**ASSIGNMENT**
What you print must match the data line for line.

**Saved entries**
+ + + + +
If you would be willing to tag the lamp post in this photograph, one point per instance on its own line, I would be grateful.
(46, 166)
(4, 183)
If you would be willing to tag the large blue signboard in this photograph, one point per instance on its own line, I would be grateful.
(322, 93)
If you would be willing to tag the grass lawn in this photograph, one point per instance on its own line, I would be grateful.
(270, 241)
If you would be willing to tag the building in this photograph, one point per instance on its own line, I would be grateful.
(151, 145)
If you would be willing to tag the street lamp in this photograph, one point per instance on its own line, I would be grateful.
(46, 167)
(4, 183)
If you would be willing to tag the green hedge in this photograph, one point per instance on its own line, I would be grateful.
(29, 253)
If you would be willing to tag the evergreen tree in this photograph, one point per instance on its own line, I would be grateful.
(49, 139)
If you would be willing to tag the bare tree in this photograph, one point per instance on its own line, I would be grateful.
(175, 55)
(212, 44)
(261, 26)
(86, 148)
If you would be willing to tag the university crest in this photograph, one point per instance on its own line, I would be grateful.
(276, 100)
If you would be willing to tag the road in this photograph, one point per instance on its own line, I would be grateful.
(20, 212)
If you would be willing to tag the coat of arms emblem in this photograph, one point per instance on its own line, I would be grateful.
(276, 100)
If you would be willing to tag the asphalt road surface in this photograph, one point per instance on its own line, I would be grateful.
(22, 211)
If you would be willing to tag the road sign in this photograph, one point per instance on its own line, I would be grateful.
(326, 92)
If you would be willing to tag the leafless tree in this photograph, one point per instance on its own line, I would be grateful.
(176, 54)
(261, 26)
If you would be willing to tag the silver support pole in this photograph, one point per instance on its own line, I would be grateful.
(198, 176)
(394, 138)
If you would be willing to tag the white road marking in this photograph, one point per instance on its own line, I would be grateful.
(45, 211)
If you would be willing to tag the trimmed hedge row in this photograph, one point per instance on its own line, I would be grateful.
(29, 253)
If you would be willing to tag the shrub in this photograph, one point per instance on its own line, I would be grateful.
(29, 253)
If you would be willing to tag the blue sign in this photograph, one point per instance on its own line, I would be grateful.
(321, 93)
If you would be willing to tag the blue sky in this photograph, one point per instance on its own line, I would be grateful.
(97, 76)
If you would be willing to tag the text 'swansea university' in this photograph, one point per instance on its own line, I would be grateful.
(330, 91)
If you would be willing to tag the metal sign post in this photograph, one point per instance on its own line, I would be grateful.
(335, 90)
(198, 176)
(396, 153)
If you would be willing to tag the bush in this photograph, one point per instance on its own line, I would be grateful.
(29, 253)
+ + + + +
**RESPONSE TO THIS TASK**
If you would be willing to tag the lamp post in this photograph, one point per instance on its own line, I would be grateful.
(46, 166)
(4, 183)
If you would be willing to tag the large blue signboard in this photograph, one point per instance on its own line, I would be grateful.
(322, 93)
If you would be willing to tag the grass lawn in this photograph, one point per instance on its own line, I would be grateful.
(270, 241)
If you would be willing to tag the building in this photograph, one point per instance on its own line, I would be grateful.
(151, 145)
If you would be willing to tag the street lamp in this photograph, one point per instance on its own line, I would be grateful.
(46, 167)
(4, 183)
If you would be willing to tag the green hedge in this photograph, one point per instance on its own line, I would be grateful.
(29, 253)
If you would be willing to tag the evergreen tree in this photograph, one point per instance on its own line, I would be grateful.
(49, 139)
If you would be willing to tag the bare tree in this photograph, one point per instance on its own line, I would be grateful.
(175, 55)
(212, 44)
(261, 26)
(86, 148)
If you would be willing to tag the university crest in this photograph, one point per instance on its own line, I would be grateful.
(276, 100)
If you would be willing to tag the road in this photograph, one point per instance on its own line, I would be grateful.
(20, 212)
If you would be willing to tag the coat of arms emblem in this photograph, one point per instance on its own line, I would be grateful.
(276, 100)
If you would be willing to tag the asphalt road surface in this photograph, one point per instance on its own line, I would be grateful.
(22, 211)
If you would be willing to tag the road sign in this photograph, one point per instance on its own line, I would be grateful.
(326, 92)
If you would be willing to tag the leafless tree in this photograph, one point per instance on its own line, I would be grateful.
(176, 54)
(261, 26)
If you would be willing to tag the silver support pole in this photograph, one point per instance on its own line, I would be grateful.
(198, 176)
(394, 138)
If you would be willing to tag the white road marking in this photograph, one point per instance on its own line, I would be grateful.
(45, 211)
If you would be willing to tag the trimmed hedge row in this photograph, one point per instance on its own line, I would be grateful.
(29, 253)
If you would be willing to tag the shrub in this photograph, one point per instance on its own line, I would be grateful.
(29, 253)
If you would be willing to tag the blue sign in this photograph, one point per instance on its own line, I would be grateful.
(321, 93)
If you would be willing to tag the blue sky in this photograph, one point per instance on its own line, I would be grateful.
(97, 76)
If you would be willing to tag the text 'swansea university' in this photograph, one point per instance on its own line, I would be grateful.
(330, 91)
If you would be willing to tag the metal sign post in this photograph, one point per instance on its own line, I would be grateful.
(335, 90)
(198, 176)
(396, 153)
If you would be willing to tag the bush in this photograph, one point per instance on its own line, I would be grateful.
(29, 253)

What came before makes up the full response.